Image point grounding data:
[Start of Attachment]
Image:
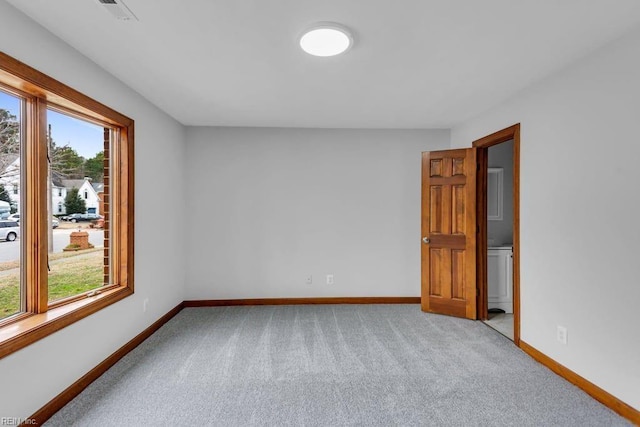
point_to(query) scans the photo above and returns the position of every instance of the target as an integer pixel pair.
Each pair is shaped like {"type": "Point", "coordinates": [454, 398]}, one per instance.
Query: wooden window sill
{"type": "Point", "coordinates": [30, 328]}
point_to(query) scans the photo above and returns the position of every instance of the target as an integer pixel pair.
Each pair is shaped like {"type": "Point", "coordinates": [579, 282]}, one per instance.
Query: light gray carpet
{"type": "Point", "coordinates": [329, 365]}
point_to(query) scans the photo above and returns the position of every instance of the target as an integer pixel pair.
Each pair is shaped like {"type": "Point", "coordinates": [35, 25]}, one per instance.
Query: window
{"type": "Point", "coordinates": [36, 301]}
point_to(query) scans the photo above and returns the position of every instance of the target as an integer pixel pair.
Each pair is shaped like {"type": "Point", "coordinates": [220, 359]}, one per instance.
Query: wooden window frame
{"type": "Point", "coordinates": [38, 317]}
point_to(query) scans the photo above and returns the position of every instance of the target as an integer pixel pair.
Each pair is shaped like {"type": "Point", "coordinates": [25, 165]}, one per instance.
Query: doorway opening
{"type": "Point", "coordinates": [498, 245]}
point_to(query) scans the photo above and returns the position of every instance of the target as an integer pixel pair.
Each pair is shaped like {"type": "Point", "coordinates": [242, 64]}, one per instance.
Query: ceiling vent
{"type": "Point", "coordinates": [118, 9]}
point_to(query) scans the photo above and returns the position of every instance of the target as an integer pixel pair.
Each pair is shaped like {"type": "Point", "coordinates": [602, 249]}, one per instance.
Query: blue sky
{"type": "Point", "coordinates": [84, 137]}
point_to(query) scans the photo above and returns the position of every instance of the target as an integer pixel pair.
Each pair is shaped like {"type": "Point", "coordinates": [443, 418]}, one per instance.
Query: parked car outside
{"type": "Point", "coordinates": [9, 230]}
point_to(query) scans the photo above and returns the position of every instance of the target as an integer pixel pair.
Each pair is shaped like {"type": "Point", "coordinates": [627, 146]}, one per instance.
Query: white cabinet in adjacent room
{"type": "Point", "coordinates": [500, 277]}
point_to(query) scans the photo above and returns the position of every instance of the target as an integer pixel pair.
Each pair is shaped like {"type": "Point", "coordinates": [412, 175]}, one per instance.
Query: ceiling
{"type": "Point", "coordinates": [414, 64]}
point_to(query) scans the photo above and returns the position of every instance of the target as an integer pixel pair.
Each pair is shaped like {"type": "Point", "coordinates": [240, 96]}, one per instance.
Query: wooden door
{"type": "Point", "coordinates": [449, 232]}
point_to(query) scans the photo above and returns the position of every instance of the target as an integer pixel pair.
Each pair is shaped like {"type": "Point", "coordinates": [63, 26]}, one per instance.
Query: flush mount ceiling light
{"type": "Point", "coordinates": [326, 39]}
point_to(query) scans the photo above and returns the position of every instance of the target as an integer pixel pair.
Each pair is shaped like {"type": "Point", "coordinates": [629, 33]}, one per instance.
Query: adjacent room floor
{"type": "Point", "coordinates": [329, 365]}
{"type": "Point", "coordinates": [502, 323]}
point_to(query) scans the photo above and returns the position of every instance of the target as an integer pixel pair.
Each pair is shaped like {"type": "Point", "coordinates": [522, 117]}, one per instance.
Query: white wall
{"type": "Point", "coordinates": [500, 231]}
{"type": "Point", "coordinates": [269, 207]}
{"type": "Point", "coordinates": [34, 375]}
{"type": "Point", "coordinates": [580, 204]}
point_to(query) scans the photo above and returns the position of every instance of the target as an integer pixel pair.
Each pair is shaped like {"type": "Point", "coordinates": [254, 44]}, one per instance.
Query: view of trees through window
{"type": "Point", "coordinates": [10, 183]}
{"type": "Point", "coordinates": [77, 202]}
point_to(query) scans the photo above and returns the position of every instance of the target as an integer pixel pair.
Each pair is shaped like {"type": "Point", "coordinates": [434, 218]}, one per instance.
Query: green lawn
{"type": "Point", "coordinates": [67, 277]}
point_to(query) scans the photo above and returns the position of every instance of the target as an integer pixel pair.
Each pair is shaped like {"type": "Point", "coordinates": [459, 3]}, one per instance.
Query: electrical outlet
{"type": "Point", "coordinates": [561, 334]}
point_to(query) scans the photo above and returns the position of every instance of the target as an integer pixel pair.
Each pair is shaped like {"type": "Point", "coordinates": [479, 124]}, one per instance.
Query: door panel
{"type": "Point", "coordinates": [449, 227]}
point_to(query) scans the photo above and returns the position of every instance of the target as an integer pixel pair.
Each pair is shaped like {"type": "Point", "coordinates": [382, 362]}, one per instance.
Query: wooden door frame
{"type": "Point", "coordinates": [483, 144]}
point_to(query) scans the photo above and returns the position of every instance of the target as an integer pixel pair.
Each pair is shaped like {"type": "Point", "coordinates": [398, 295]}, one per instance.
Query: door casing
{"type": "Point", "coordinates": [482, 145]}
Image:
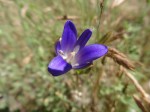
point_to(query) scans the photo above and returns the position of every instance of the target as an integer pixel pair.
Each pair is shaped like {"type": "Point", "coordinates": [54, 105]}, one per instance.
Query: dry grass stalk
{"type": "Point", "coordinates": [120, 58]}
{"type": "Point", "coordinates": [139, 103]}
{"type": "Point", "coordinates": [146, 96]}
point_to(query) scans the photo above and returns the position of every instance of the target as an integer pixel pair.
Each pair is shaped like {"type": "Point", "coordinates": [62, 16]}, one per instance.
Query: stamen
{"type": "Point", "coordinates": [76, 49]}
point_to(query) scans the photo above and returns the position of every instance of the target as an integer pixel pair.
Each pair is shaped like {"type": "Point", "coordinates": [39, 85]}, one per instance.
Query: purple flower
{"type": "Point", "coordinates": [72, 52]}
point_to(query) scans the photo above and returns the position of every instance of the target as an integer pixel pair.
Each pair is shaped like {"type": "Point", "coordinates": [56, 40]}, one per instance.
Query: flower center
{"type": "Point", "coordinates": [70, 57]}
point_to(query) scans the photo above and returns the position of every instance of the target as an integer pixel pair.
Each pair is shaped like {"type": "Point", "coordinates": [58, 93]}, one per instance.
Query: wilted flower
{"type": "Point", "coordinates": [72, 52]}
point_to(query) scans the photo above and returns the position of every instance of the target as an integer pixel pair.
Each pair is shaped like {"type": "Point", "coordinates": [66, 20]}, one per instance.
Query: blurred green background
{"type": "Point", "coordinates": [28, 32]}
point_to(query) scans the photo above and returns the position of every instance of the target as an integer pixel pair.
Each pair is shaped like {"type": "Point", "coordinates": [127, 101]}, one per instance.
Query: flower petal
{"type": "Point", "coordinates": [58, 66]}
{"type": "Point", "coordinates": [57, 47]}
{"type": "Point", "coordinates": [82, 66]}
{"type": "Point", "coordinates": [83, 39]}
{"type": "Point", "coordinates": [90, 53]}
{"type": "Point", "coordinates": [69, 37]}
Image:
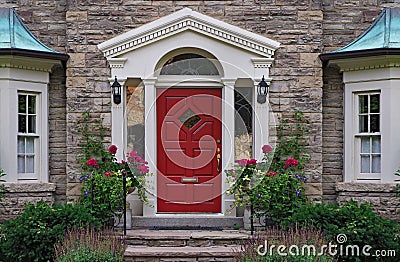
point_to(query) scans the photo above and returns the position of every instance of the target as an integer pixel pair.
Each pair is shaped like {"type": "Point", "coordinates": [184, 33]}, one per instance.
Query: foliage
{"type": "Point", "coordinates": [31, 236]}
{"type": "Point", "coordinates": [291, 143]}
{"type": "Point", "coordinates": [358, 222]}
{"type": "Point", "coordinates": [2, 187]}
{"type": "Point", "coordinates": [89, 245]}
{"type": "Point", "coordinates": [102, 176]}
{"type": "Point", "coordinates": [397, 180]}
{"type": "Point", "coordinates": [273, 237]}
{"type": "Point", "coordinates": [274, 186]}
[End of Attachment]
* _INSTRUCTIONS FOR THE TASK_
The output should consist of every entry above, printed exactly, with the images removed.

* _SOLVED PROBLEM_
Image:
point_to(query) scans the photo above and returns the position of every instance of the target as an integer pixel pair.
Each pair is shaped like {"type": "Point", "coordinates": [454, 398]}, one per instance.
Query: wooden window sill
{"type": "Point", "coordinates": [30, 328]}
point_to(query) scans the photo above and returns the position of every instance of the target as an integer pixel pair.
Each pair is shaped like {"type": "Point", "coordinates": [579, 282]}, one per instance.
Query: light gray carpet
{"type": "Point", "coordinates": [329, 365]}
point_to(query) scans the photo above and returns the position of every instance of the target as an integer pixel pair.
Each pair is shaped like {"type": "Point", "coordinates": [35, 25]}, one per instance.
Query: window
{"type": "Point", "coordinates": [36, 301]}
point_to(query) scans the photo above and returns the position of every instance of the target as an integer pixel pair.
Each pair is shaped like {"type": "Point", "coordinates": [220, 359]}, one per instance.
Query: wooden window frame
{"type": "Point", "coordinates": [38, 317]}
point_to(query) scans the photo above and returns the position of every instance of the target as an integer pixel pair.
Each pair is shaped like {"type": "Point", "coordinates": [25, 165]}, one per instance.
Query: doorway opening
{"type": "Point", "coordinates": [498, 245]}
point_to(query) scans the photo above and returns the position of every instance of the target as an integer pixel pair.
Each pair is shaped like {"type": "Point", "coordinates": [242, 64]}, one per instance.
Query: ceiling vent
{"type": "Point", "coordinates": [118, 9]}
point_to(query) scans the photo above and returns the position of every instance of the target as an integer pixel pair.
Each pair is shaped like {"type": "Point", "coordinates": [602, 249]}, one per instance.
Query: blue sky
{"type": "Point", "coordinates": [84, 137]}
point_to(query) scans the photo above and returns the position of every instance of the target as an integer pixel pair.
Each pair is shaped like {"type": "Point", "coordinates": [443, 418]}, one per instance.
Query: parked car outside
{"type": "Point", "coordinates": [9, 230]}
point_to(query) scans the photo above and returns the position of every instance of the target as an integer pixel pair.
Each pair is shaped like {"type": "Point", "coordinates": [627, 146]}, one per instance.
Query: white cabinet in adjacent room
{"type": "Point", "coordinates": [500, 277]}
point_to(query) scans the photo above and returns the position of every instance of the target as an integer pixel pair.
Each pair is shaped like {"type": "Point", "coordinates": [412, 175]}, one per instance.
Query: ceiling
{"type": "Point", "coordinates": [414, 64]}
point_to(query) scans the photo above and returns the position of every instance of the target as an integer pixel pair.
Each pair is shaped like {"type": "Point", "coordinates": [240, 96]}, one per instance.
Query: wooden door
{"type": "Point", "coordinates": [449, 232]}
point_to(query) scans the photo above and returns the position of every instance of the target as an integer pixel pair.
Each pair is shaped like {"type": "Point", "coordinates": [63, 26]}, one per instance.
Query: flush mount ceiling light
{"type": "Point", "coordinates": [326, 39]}
point_to(query) scans the photo above and returns the position of every instance of the target as an integer pixel pair.
Each pair is shaped like {"type": "Point", "coordinates": [629, 33]}, one per instance.
Query: adjacent room floor
{"type": "Point", "coordinates": [329, 365]}
{"type": "Point", "coordinates": [502, 323]}
point_to(query) scans the photo above and returns the position of every instance of the target as an integer pixel pair.
Each pair is shaped like {"type": "Point", "coordinates": [522, 117]}, one per instance.
Query: white wall
{"type": "Point", "coordinates": [500, 231]}
{"type": "Point", "coordinates": [269, 207]}
{"type": "Point", "coordinates": [34, 375]}
{"type": "Point", "coordinates": [580, 204]}
point_to(query) scans the photo above and returns the position of every instance of the target as an integer pixel pair.
Each pair is shaped like {"type": "Point", "coordinates": [254, 44]}, one per instance.
Query: view of trees through window
{"type": "Point", "coordinates": [10, 183]}
{"type": "Point", "coordinates": [77, 202]}
point_to(query) scans the photo above and returns the position of every instance of the target as an integer pixel pair.
Each pair is shaped like {"type": "Point", "coordinates": [434, 218]}, one per instance.
Query: green lawn
{"type": "Point", "coordinates": [67, 277]}
point_to(query) scans the photo above and returns the position of every instance of the target as an integer pixel pair.
Each pair is shaped like {"type": "Point", "coordinates": [459, 3]}, one per instance.
Query: electrical outlet
{"type": "Point", "coordinates": [561, 334]}
point_to(query) scans the photo above and returns the position of every instance of the target as an integer pixel pair.
Each pair is shaped like {"type": "Point", "coordinates": [479, 124]}, one per instance.
Query: door panel
{"type": "Point", "coordinates": [449, 227]}
point_to(query) scans the photo above and returns the position of every instance of the target as an integer pixel pair.
Each pair is shaped like {"type": "Point", "coordinates": [382, 362]}, one per instance.
Query: wooden door frame
{"type": "Point", "coordinates": [483, 144]}
point_to(query) scans the photo above and returns the position of every instance of the target as an integer pixel pair.
Each pair is shaped like {"type": "Point", "coordinates": [398, 295]}, one per instance.
Query: door casing
{"type": "Point", "coordinates": [482, 145]}
Image:
point_to(query) scans the photo above and returns the position of every instance of the target as an integer pixel pair.
Each pair is shaped like {"type": "Point", "coordinates": [54, 105]}, one per instance.
Query: dry grass stalk
{"type": "Point", "coordinates": [120, 58]}
{"type": "Point", "coordinates": [139, 103]}
{"type": "Point", "coordinates": [146, 96]}
point_to(query) scans the photo above and returns the position of every instance of the target as an integer pixel pair.
Each pair is shaped like {"type": "Point", "coordinates": [62, 16]}, one per instance.
Query: stamen
{"type": "Point", "coordinates": [76, 49]}
point_to(query) scans the photo above and returns the position of every instance of the target as an integer pixel pair.
Each pair is shaped like {"type": "Point", "coordinates": [39, 85]}, one per instance.
Query: purple flower
{"type": "Point", "coordinates": [72, 52]}
point_to(query) scans the photo above and returns the position of every instance of the target as an integer pixel pair.
Each pair is shaped like {"type": "Point", "coordinates": [56, 40]}, one per instance.
Query: flower center
{"type": "Point", "coordinates": [70, 57]}
point_to(query) scans the photo above and returns the position of every instance of the target as an integer pixel pair.
Each pair is shaped like {"type": "Point", "coordinates": [58, 93]}, one per instance.
Query: wilted flower
{"type": "Point", "coordinates": [72, 52]}
point_to(query) scans the photo above and returns the position of every instance of the target as an integer pixel pair.
Each pair is shaped like {"type": "Point", "coordinates": [66, 20]}, one per instance.
Query: blurred green background
{"type": "Point", "coordinates": [28, 32]}
point_to(query) scans the photo above and returns the position of every instance of the target as an integer pixel pair.
Each pair is shaped like {"type": "Point", "coordinates": [127, 101]}, one per instance.
Query: flower petal
{"type": "Point", "coordinates": [58, 66]}
{"type": "Point", "coordinates": [57, 47]}
{"type": "Point", "coordinates": [82, 66]}
{"type": "Point", "coordinates": [83, 39]}
{"type": "Point", "coordinates": [90, 53]}
{"type": "Point", "coordinates": [69, 37]}
Image:
point_to(query) scans the photo above and returns the position of every instance of the target as an integer pixel pair.
Each pair is shaped like {"type": "Point", "coordinates": [184, 33]}, one per instance.
Query: foliage
{"type": "Point", "coordinates": [31, 236]}
{"type": "Point", "coordinates": [291, 143]}
{"type": "Point", "coordinates": [358, 222]}
{"type": "Point", "coordinates": [2, 187]}
{"type": "Point", "coordinates": [89, 245]}
{"type": "Point", "coordinates": [102, 176]}
{"type": "Point", "coordinates": [397, 180]}
{"type": "Point", "coordinates": [273, 237]}
{"type": "Point", "coordinates": [274, 186]}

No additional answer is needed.